Brief
Starting from the line that contains "Would you please identify the green shorts", reproduce each line exactly through the end of the material, and include no other lines.

<<<<

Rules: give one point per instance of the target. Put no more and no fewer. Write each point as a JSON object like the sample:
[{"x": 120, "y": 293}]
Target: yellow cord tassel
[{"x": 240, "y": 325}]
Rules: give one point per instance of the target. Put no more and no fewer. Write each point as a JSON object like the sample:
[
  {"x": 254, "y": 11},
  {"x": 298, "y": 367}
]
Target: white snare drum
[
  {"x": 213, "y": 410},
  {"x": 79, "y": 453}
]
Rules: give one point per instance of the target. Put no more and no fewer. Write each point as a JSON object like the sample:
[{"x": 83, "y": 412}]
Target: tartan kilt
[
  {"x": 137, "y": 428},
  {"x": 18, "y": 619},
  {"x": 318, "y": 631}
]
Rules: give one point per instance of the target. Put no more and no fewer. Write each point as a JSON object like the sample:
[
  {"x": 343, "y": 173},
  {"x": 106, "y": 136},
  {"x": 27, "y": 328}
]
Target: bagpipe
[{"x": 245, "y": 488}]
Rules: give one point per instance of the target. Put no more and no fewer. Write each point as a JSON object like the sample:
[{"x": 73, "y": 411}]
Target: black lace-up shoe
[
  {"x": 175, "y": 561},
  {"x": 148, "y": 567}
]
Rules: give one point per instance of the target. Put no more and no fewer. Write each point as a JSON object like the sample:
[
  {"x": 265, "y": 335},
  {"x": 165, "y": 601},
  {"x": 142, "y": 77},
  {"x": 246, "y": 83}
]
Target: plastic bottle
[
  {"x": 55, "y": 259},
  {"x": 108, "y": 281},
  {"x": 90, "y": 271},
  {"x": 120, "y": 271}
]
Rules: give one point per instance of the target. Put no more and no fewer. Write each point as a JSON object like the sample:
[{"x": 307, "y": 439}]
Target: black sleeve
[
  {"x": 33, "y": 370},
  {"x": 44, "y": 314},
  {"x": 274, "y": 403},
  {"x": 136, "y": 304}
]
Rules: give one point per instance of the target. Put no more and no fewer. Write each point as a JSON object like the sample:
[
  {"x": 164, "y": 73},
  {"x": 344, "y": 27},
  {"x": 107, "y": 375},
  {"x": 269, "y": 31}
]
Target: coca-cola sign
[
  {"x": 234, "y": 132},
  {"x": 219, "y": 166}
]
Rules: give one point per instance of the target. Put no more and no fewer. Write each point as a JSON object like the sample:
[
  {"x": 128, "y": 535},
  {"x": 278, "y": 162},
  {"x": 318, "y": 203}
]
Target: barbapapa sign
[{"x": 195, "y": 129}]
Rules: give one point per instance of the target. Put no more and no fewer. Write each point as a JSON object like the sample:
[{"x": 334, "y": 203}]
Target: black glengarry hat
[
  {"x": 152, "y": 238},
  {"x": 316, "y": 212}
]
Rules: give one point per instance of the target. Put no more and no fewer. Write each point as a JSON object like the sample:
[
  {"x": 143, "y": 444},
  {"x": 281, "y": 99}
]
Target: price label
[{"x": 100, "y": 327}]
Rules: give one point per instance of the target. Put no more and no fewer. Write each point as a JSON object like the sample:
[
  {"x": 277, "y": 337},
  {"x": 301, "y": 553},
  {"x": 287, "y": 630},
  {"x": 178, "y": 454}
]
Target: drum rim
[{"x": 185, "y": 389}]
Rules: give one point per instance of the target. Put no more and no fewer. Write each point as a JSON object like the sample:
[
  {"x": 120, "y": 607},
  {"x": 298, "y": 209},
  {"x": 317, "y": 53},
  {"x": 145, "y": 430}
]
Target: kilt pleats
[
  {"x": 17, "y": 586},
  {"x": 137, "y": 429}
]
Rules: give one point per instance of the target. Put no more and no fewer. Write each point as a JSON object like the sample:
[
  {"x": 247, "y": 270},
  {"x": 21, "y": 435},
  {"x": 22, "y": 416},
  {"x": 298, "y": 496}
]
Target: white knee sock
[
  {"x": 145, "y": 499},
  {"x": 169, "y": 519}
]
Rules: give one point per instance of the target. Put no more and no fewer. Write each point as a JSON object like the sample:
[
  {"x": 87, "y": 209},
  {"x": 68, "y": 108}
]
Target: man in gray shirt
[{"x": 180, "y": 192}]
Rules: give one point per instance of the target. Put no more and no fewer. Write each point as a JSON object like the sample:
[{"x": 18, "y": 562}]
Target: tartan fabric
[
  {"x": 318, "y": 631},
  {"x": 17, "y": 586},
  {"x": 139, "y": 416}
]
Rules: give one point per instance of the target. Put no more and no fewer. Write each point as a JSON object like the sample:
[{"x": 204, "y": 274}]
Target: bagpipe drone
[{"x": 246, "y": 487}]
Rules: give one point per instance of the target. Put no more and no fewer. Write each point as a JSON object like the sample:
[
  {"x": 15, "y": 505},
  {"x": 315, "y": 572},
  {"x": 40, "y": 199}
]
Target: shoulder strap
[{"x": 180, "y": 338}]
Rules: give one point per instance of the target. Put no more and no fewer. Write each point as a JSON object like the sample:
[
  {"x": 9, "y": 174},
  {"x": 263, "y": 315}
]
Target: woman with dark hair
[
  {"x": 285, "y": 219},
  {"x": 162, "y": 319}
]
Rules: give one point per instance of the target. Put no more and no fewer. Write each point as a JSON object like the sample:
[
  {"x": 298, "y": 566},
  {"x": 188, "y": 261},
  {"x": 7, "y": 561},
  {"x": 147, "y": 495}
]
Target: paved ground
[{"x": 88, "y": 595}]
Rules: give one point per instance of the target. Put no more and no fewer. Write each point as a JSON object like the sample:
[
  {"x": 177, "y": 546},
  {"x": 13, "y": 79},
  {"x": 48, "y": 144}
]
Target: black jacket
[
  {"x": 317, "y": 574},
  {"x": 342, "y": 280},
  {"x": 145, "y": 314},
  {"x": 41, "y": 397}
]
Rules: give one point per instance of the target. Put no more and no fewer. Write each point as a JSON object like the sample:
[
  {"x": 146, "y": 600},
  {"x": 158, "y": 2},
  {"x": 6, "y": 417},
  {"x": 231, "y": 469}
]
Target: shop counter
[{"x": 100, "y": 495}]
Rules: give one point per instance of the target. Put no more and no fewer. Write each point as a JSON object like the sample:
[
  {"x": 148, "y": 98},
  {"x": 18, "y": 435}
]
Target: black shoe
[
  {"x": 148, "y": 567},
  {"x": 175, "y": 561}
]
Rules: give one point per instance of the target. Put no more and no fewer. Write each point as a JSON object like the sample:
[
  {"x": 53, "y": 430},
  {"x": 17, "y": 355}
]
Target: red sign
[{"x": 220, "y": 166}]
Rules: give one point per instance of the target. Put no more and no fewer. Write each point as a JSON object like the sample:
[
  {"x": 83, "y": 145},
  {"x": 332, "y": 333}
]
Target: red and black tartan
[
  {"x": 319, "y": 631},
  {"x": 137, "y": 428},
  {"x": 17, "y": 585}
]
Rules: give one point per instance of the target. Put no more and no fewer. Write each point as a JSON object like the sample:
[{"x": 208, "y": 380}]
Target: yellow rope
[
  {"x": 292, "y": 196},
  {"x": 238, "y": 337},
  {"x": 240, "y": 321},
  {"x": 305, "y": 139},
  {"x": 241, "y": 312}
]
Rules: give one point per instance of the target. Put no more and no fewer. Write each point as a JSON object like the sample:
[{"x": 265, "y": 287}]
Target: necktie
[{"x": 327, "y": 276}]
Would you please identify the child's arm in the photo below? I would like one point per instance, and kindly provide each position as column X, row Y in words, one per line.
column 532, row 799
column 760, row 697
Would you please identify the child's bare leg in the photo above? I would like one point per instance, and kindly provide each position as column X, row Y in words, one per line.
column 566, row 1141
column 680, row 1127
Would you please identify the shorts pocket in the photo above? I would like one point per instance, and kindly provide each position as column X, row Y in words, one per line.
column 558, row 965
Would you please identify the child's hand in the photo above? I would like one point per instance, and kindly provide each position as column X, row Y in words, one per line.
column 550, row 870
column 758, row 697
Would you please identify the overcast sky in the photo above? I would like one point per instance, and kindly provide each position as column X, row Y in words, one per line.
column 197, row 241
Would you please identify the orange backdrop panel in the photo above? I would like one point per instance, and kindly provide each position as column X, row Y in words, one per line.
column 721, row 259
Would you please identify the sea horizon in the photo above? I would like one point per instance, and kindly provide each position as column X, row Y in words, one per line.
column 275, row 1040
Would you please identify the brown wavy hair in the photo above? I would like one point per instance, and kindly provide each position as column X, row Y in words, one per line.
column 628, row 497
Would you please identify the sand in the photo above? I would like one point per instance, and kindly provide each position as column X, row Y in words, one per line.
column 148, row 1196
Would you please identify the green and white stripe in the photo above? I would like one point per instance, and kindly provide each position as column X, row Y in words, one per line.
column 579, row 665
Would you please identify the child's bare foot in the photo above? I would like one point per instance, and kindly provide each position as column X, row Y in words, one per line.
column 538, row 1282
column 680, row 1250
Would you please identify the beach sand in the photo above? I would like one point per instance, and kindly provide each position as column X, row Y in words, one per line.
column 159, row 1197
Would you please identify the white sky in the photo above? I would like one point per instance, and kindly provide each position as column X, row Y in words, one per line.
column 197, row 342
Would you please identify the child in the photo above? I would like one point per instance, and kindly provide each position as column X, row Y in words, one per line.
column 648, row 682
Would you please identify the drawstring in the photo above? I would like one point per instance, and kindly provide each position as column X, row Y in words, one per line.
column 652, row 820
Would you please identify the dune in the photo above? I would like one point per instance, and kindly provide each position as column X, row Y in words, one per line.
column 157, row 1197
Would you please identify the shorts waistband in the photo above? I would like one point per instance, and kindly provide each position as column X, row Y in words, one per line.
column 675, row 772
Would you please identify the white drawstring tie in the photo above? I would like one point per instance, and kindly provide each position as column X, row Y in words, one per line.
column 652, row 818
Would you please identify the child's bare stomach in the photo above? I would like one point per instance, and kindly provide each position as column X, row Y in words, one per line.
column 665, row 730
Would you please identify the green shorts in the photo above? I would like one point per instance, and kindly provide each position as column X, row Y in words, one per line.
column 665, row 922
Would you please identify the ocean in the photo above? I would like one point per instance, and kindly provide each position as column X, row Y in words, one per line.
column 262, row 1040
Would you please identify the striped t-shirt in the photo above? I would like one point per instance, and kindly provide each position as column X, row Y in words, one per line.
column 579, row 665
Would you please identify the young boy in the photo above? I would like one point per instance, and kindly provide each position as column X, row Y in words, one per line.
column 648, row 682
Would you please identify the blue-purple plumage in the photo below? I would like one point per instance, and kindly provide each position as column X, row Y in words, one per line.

>>>>

Response to this exercise
Would you please identify the green shorts in the photo above? I would like one point per instance, and kindly provide each position as column X, row Y in words, one per line.
column 665, row 922
Would you please identify the ocean in the photo above? I would like one point per instance, and kindly provide each position as column X, row Y in words, one per line.
column 262, row 1040
Would you please identify the striped t-shirt in the photo above? I would like one point per instance, and kindly provide each position as column X, row Y in words, one per line.
column 579, row 665
Would you please identify the young boy in the photo above? I would like one point per instance, and kindly provide each position as column X, row Y in words, one per line.
column 648, row 682
Would you please identify the blue-purple plumage in the photo below? I would like one point per instance, and kindly provide each position as column X, row Y in words, one per line.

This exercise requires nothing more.